Short problem A »
List the usernames of everyone who posts in the issue thread below.

Selected text »
╔══
Test "Lin Bytes test with Domain" is flaky #541

glondu · 2025-03-25T08:55:29Z

The test "Lin Bytes test with Domain" does not always behave the same, causing random failures in Debian:

The failure seldom happens, and I couldn't reproduce it myself (even using the same nonce).

glondu · 2025-03-25T09:00:39Z

Reported in Debian as https://bugs.debian.org/cgi-bin/bugreport.cgi?bug=1101243

jmid · 2025-03-25T10:06:47Z

Thanks for sharing, acknowledged!
If I am reading the logs correctly, you've now observed this on both amd64 and s390x, right?

Are these run in some form of containerized environment?
Also are they running on native amd64/s390x hardware or via, e.g., qemu?

"Lin Bytes test with Domain" has been a pain point also in #520. The test was furthermore extended in #521.
As more bindings are targeted, the chance of hitting a bad combination decreases. It could be bettered by introducing weights. Alternatively, most other tests have been rewritten using STM. An alternative path could thus be to port the #521 extensions to the existing src/bytes/stm_tests.ml test.

glondu · 2025-03-25T10:20:11Z

If I am reading the logs correctly, you've now observed this on both amd64 and s390x, right?

Right.

Are these run in some form of containerized environment?

Yes. I don't know exactly the setup for the amd64 occurrence, but the s390x one surely ultimately boils down to either chroot or unshare.

Also are they running on native amd64/s390x hardware or via, e.g., qemu?

I don't know the exact setup for the amd64 occurrence, but the s390x one occured on this machine: https://db.debian.org/machines.cgi?host=zandonai (I would say "native", if that means anything for s390x).

sanvila · 2025-03-25T11:33:46Z

Hello. I am the one who filed the original report in Debian.

While we are at it: I've also noticed that the tests fail 100% of the time on the single-CPU instances where I tried to build the package.

Am I right to think, given the package name (multicoretests) that it does not make sense to run the tests on single-CPU systems? (I guess this could be fixed easily in debian/rules).

Or maybe the tests themselves could detect that they are being executed on a single-cpu system and do nothing in such case?
╚══
Stored data »
╔══
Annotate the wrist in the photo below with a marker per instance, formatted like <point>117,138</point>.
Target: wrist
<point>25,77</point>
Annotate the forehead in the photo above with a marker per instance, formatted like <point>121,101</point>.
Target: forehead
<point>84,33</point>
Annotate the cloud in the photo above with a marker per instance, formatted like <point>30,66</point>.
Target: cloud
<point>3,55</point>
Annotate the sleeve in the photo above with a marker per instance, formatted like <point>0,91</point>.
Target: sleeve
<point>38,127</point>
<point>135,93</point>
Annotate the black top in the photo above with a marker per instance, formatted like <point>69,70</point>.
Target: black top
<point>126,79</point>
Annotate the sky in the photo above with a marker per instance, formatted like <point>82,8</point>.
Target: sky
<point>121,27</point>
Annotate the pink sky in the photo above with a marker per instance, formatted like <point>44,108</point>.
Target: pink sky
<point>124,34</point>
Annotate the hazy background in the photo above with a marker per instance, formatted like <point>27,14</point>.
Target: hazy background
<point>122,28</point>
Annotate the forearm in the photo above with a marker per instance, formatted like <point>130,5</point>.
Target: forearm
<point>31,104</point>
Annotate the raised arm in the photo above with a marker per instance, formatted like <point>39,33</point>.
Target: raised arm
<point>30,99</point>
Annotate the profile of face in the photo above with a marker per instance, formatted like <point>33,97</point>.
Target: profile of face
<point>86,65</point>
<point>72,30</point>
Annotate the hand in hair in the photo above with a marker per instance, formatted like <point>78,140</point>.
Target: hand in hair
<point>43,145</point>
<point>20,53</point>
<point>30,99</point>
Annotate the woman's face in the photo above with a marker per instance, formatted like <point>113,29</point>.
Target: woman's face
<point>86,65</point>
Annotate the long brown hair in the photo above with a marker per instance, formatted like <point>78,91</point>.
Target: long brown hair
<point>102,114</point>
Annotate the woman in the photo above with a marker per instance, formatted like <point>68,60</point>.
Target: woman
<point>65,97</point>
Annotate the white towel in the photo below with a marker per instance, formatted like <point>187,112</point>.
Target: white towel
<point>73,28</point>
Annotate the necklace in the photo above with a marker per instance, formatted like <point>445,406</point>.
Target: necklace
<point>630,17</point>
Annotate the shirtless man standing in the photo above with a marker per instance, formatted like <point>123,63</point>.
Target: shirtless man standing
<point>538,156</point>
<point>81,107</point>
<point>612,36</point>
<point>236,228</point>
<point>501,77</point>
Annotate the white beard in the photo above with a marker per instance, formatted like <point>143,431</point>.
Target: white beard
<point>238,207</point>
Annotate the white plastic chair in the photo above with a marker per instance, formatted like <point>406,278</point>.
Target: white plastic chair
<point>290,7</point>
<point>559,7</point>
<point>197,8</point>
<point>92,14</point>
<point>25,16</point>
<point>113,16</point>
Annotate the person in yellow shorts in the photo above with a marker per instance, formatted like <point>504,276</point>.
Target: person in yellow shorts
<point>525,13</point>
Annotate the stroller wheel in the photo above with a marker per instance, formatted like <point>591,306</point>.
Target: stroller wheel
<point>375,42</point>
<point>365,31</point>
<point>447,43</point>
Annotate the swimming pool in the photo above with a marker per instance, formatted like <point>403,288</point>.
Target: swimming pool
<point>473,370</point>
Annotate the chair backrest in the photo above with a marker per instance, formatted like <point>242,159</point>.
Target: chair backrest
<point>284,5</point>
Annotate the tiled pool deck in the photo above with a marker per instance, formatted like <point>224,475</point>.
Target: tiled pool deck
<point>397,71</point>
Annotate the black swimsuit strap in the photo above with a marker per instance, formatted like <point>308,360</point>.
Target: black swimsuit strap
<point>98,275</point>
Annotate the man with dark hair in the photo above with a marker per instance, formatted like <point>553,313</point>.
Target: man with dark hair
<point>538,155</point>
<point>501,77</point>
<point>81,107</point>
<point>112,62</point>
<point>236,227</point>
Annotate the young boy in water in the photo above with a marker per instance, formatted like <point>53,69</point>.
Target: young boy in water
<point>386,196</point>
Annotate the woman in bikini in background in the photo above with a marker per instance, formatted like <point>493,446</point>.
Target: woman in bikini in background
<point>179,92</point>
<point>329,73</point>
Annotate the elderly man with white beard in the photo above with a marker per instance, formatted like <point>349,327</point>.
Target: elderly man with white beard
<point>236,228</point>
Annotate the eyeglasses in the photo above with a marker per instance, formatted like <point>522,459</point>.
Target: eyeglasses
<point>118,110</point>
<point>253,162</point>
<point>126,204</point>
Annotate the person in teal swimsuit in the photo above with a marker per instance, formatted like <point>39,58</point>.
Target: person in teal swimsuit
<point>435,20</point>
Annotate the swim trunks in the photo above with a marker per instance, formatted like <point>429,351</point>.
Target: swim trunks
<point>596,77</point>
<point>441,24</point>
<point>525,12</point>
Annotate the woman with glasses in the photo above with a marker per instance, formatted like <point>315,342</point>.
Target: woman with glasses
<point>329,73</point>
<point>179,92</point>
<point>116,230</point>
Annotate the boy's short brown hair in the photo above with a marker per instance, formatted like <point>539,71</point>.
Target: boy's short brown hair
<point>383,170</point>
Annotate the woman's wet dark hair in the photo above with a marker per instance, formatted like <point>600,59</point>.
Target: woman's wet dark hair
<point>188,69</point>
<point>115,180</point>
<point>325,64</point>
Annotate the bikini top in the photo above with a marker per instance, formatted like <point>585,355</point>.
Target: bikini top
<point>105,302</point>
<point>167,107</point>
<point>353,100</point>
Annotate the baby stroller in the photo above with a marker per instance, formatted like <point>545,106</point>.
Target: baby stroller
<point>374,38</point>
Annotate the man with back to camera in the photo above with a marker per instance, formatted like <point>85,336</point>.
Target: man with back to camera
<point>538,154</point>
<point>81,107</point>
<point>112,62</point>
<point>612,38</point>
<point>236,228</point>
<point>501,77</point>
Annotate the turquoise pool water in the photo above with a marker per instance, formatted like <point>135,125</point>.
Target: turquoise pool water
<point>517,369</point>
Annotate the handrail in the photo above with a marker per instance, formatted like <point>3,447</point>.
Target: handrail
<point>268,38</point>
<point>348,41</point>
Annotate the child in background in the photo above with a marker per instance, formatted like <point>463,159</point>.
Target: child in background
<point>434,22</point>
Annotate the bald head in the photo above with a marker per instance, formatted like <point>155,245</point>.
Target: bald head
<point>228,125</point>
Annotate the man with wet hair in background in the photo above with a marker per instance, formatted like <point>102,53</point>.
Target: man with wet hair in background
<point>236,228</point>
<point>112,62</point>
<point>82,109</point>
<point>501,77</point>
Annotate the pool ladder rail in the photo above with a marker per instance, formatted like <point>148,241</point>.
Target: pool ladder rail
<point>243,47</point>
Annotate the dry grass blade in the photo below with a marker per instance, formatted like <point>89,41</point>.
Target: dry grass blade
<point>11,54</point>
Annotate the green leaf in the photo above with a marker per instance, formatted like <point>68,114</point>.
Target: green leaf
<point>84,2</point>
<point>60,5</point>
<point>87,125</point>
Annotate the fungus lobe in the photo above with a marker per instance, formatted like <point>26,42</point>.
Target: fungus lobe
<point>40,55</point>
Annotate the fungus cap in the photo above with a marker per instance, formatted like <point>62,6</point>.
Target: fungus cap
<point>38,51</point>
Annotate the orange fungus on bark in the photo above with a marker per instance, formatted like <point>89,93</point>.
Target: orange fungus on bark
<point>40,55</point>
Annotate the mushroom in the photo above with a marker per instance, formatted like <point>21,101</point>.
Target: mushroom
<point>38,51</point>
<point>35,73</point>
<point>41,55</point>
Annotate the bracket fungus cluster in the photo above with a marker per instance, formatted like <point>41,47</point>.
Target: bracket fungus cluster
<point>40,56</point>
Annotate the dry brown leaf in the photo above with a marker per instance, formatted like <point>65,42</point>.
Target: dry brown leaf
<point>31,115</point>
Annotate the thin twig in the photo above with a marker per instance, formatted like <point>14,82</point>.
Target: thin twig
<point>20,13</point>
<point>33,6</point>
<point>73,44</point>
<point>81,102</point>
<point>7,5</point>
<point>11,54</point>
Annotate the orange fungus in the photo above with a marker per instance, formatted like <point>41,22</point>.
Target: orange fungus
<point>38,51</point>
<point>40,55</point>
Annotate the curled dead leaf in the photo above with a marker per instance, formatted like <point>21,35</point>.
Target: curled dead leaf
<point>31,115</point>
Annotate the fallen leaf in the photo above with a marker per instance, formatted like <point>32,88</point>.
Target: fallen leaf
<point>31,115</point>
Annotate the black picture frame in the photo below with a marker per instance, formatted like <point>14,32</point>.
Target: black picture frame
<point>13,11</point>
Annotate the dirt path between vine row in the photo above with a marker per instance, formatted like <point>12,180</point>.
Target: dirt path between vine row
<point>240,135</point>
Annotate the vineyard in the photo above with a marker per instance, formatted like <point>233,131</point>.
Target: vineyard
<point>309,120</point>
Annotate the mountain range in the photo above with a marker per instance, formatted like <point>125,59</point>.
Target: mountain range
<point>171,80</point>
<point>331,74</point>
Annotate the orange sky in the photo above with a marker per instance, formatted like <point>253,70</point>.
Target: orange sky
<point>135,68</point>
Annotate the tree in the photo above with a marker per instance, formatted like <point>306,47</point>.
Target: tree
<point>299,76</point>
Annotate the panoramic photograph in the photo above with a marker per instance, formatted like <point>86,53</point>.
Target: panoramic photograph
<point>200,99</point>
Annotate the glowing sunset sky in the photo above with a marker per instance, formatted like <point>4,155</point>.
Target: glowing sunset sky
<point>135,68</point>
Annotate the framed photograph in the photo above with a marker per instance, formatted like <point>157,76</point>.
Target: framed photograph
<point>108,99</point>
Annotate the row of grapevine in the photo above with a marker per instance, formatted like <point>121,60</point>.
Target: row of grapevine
╚══
Short problem B »
Among the rows, take the part that opens with the line containing "Annotate the white towel" and closes with the line containing "<point>447,43</point>". Put those lines into a JSON list of strings, one string per line, with blank lines left out.

Task output A »
glondu, jmid, sanvila

Task output B »
[
  "Annotate the white towel in the photo below with a marker per instance, formatted like <point>187,112</point>.",
  "Target: white towel",
  "<point>73,28</point>",
  "Annotate the necklace in the photo above with a marker per instance, formatted like <point>445,406</point>.",
  "Target: necklace",
  "<point>630,17</point>",
  "Annotate the shirtless man standing in the photo above with a marker per instance, formatted like <point>123,63</point>.",
  "Target: shirtless man standing",
  "<point>538,156</point>",
  "<point>81,107</point>",
  "<point>612,36</point>",
  "<point>236,228</point>",
  "<point>501,77</point>",
  "Annotate the white beard in the photo above with a marker per instance, formatted like <point>143,431</point>.",
  "Target: white beard",
  "<point>238,207</point>",
  "Annotate the white plastic chair in the photo above with a marker per instance, formatted like <point>406,278</point>.",
  "Target: white plastic chair",
  "<point>290,7</point>",
  "<point>559,7</point>",
  "<point>197,8</point>",
  "<point>92,14</point>",
  "<point>25,16</point>",
  "<point>113,16</point>",
  "Annotate the person in yellow shorts in the photo above with a marker per instance, formatted like <point>504,276</point>.",
  "Target: person in yellow shorts",
  "<point>525,13</point>",
  "Annotate the stroller wheel in the photo above with a marker per instance, formatted like <point>591,306</point>.",
  "Target: stroller wheel",
  "<point>375,42</point>",
  "<point>365,31</point>",
  "<point>447,43</point>"
]